** Work to complete **
Print, exactly as given, each line of the data from the line containing "of the blue" up to and including its last line.

** Available records **
--- --- ---

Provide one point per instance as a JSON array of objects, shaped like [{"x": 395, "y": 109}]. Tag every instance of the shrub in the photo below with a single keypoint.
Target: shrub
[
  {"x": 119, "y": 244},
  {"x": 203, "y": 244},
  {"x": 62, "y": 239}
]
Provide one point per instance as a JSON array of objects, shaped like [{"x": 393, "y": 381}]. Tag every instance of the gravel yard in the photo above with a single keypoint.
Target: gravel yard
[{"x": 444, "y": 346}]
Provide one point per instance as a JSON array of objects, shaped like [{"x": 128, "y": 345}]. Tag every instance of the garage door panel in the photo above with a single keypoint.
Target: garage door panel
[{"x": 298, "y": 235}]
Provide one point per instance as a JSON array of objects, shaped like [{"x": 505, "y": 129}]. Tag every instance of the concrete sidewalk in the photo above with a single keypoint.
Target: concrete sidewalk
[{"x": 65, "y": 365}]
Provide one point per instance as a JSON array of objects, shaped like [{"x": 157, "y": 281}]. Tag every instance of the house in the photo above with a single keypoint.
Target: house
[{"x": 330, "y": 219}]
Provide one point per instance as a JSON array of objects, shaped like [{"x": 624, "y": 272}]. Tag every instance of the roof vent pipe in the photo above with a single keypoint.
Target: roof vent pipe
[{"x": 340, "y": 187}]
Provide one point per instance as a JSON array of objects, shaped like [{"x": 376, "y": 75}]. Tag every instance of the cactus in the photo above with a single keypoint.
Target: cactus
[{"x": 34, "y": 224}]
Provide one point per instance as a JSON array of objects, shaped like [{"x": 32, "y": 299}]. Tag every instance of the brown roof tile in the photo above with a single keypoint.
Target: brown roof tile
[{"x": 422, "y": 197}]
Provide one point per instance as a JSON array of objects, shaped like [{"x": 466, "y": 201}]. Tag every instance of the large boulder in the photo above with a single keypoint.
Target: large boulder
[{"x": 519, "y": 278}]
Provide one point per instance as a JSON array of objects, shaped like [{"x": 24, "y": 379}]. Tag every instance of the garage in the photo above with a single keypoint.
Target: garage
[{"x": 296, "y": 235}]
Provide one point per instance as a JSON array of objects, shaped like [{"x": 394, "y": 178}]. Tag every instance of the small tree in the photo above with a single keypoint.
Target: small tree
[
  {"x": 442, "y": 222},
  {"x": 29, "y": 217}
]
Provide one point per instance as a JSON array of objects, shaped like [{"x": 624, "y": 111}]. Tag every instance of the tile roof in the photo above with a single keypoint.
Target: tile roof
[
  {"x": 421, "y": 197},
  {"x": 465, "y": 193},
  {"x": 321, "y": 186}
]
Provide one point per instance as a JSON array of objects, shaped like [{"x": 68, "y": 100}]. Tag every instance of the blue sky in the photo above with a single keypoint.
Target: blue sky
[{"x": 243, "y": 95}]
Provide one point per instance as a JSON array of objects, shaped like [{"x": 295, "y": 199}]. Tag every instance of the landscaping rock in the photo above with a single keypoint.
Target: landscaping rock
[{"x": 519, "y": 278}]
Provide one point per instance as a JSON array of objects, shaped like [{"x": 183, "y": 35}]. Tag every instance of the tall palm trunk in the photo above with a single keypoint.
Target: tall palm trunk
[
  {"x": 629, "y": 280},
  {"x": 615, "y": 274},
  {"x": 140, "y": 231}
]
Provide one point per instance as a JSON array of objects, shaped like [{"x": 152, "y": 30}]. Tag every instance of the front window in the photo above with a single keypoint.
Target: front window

--- --- ---

** Solution to this exercise **
Provide one point per instance as a JSON array of objects, shaped like [{"x": 68, "y": 100}]. Tag every instance of the blue sky in the photo above with a single keypoint.
Target: blue sky
[{"x": 243, "y": 95}]
Provide one point per instance as a JSON array of objects, shaped like [{"x": 295, "y": 199}]. Tag every instance of the landscaping rock in the photo above with a single keypoint.
Target: landscaping rock
[{"x": 519, "y": 278}]
Provide one point per instance as a JSON array of objects, shaped like [{"x": 183, "y": 35}]. Tag every instance of the tall palm trunk in the photo above with a single keypoint.
Target: tall palm trunk
[
  {"x": 629, "y": 280},
  {"x": 615, "y": 274},
  {"x": 140, "y": 231}
]
Provide one point per instance as a JSON array of objects, shaped like [{"x": 152, "y": 30}]. Tag every instance of the front window in the photo above with a single keypoint.
Target: front window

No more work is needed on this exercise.